→ **REQUIRED ACTION**
Continue the review of Hugh Howey's novel Wool below, starting after its final sentence.

→ **SUPPLIED TEXT**
════

We’re reading WOOL, by Hugh Howey

21 Jan

January 2013

Terry Edge feels fleeced – but in a good way

Forget all those thrown-together self-published novels that try to ape the more commercial tricks of traditional publishing. Wool is exactly the kind of book self-publishing should produce: full of integrity to its story and just the kind of fully-committed, transporting, experience true readers long for.


Wool is set in a future where thousands live their entire lives inside a huge silo with hundreds of floors connected by a staircase. Outside, the land is wasted and the air is toxic. Anyone who questions the order is sent ‘cleaning’ outside the silo, to their death. If you look too closely, there are logistical flaws to this created world, and Howey’s writing doesn’t always find the balance between realism and analogy that would totally excuse them. But these small flaws don’t finally matter because of Howey’s obvious love of what he’s writing.

True, he tends to drop his characters into silos. Most of the characters tend to trail behind the plot, rather than driving it. Jules, the lead, is admirable, gutsy and brave, but her early love of machines isn’t really enough to explain why she later becomes so politically motivated. Only Bernard, the villainous manipulator, is given a degree of ambiguity – but then, that’s often the way with the bad guys.

════

→ **SOURCE DATA**
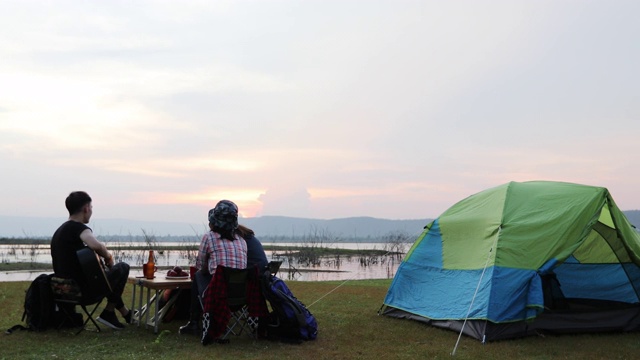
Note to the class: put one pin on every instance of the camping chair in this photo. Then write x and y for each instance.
(230, 304)
(66, 295)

════

→ **EXERCISE OUTPUT**
I doubt that this book would have been taken on at the outset by a traditional publisher. I can see editorial committees worrying that it’s a bit too retro – too many shades of Heinlein and Herbert who aren’t “today” enough; it might fit the Hamilton market but the author would need to add more characters and get rid of that weird silo idea. Instead, what Wool needed is what it got: to be left alone to find its own readers.

The author quite often replies to his reader reviews on Amazon. This is almost always a Very Bad Idea. But Howey’s responses come across with exactly the same integrity as his fiction. Perhaps another traditional rule bites the dust, then, in the wake of this absorbing novel.